Document excerpt
Hey, you had to pass the act to find out what was in it:
It wasn’t the moonlight, holiday-season euphoria or family pressure that made Sofia Prins and Gary Balhorn, both 62, suddenly decide to get married.
It was the fine print.
As fine print is wont to do, it had buried itself in a long form — Balhorn’s application for free health insurance through the expanded state Medicaid program. As the paperwork lay on the dining-room table in Port Townsend, Prins began reading.
She was shocked: If you’re 55 or over, Medicaid can come back after you’re dead and bill your estate for ordinary health-care expenses.
Basically, the problem is that the Democrats, in their infinite wisdom, decided to drastically expand the Medicaid rolls without considering the consequences – one of which being, state governments have been long in the habit of trying to get at the remnants of Medicaid recipients’ estates in order to cut costs. That’s arguably* not even an entirely horrible policy – ‘free’ health care is never free – but the problem is that policies created to handle the situation of, say, an 85 year old woman with mild dementia and no relatives are now going to be applied to, say, two reasonably healthy retirees in their early sixties. Sufficiently so that – in this not actually hypothetical case – they have to now go get married, in order to avoid going on Medicaid. You see, in order to get a subsidy for an Obamacare plan people have to be making neither too much, nor too little. People who make too little are expected to go onto Medicaid by the federal government; they certainly aren’t going to get any kind of subsidy for their new health care plan. And, of course, the new, ‘improved’ plans are notorious for their higher costs, sky-high deductibles, and god-awful networks, so if you’re already on a budget… well.
This is not a bug in the system, ladies and gentlemen. This is the system.
Now, Washington State is promising that they’re going to fix the situation – no doubt it’s on their punch list, right after Stop having the exchange raid people’s bank accounts – but that’s Washington State. Is your state one that seizes assets of deceased Medicaid patients? Do they know about the problem? Do they even care? – Because there’s money in this, for those states that were dumb enough to sign up for Obamacare’s expanded Medicaid provisions. There’s potentially a lot of money. Or at least enough to keep the whole thing from crashing immediately, once the federal government cuts its contributions to state Medicaid programs.

Work to complete
1: Write out the passage of the Medicaid post from "Hey, you had" to "the fine print.", word for word.
2: Answer these questions from the Medicaid post.
(a) How old were Sofia Prins and Gary Balhorn?
(b) In what town was the paperwork lying on the dining-room table?
(c) Which state is promising to fix the situation?

[Region pointing data]
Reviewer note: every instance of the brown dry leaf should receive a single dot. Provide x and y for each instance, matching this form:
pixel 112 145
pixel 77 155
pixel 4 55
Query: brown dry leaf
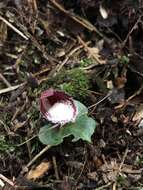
pixel 103 12
pixel 139 113
pixel 39 171
pixel 94 53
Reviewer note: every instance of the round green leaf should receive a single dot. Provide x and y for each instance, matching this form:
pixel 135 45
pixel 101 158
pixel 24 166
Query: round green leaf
pixel 83 129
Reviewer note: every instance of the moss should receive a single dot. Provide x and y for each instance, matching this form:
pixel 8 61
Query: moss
pixel 77 83
pixel 85 62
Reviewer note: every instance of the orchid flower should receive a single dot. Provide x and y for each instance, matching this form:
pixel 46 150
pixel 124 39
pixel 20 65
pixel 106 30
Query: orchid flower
pixel 58 107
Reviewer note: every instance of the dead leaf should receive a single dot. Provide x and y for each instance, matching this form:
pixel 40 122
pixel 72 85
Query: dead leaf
pixel 103 12
pixel 139 113
pixel 39 171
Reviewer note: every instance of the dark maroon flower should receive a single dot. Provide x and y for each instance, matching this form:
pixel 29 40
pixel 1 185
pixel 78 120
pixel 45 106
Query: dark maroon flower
pixel 57 106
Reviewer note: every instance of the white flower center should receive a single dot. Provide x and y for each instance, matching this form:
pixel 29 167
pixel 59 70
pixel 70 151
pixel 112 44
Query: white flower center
pixel 61 112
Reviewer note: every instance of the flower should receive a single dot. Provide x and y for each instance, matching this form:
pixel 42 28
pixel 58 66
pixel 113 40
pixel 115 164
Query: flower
pixel 58 107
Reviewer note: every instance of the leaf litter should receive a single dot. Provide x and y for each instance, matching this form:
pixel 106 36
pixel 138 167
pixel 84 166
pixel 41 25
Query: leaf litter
pixel 41 44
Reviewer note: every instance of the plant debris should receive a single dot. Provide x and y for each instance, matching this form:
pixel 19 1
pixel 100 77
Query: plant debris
pixel 93 51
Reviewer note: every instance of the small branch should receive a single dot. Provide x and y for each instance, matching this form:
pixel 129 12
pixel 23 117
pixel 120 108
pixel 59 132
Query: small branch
pixel 55 167
pixel 5 80
pixel 13 28
pixel 11 88
pixel 37 156
pixel 6 180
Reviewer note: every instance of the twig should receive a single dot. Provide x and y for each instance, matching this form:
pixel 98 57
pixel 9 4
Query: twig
pixel 102 187
pixel 14 28
pixel 55 168
pixel 6 180
pixel 104 98
pixel 11 88
pixel 132 29
pixel 38 155
pixel 85 23
pixel 5 80
pixel 123 160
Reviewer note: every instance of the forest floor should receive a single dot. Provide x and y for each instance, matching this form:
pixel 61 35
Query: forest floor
pixel 93 50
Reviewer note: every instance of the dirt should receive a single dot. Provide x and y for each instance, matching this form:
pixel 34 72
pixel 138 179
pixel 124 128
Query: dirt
pixel 71 46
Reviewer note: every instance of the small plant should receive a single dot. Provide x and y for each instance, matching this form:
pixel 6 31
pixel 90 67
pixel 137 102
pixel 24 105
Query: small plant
pixel 69 116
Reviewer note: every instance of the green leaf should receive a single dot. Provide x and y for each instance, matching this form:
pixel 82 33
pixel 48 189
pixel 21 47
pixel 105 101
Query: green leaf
pixel 83 129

Exercise responses
1:
Hey, you had to pass the act to find out what was in it:
It wasn’t the moonlight, holiday-season euphoria or family pressure that made Sofia Prins and Gary Balhorn, both 62, suddenly decide to get married.
It was the fine print.

2:
(a) Both were 62.
(b) Port Townsend.
(c) Washington State.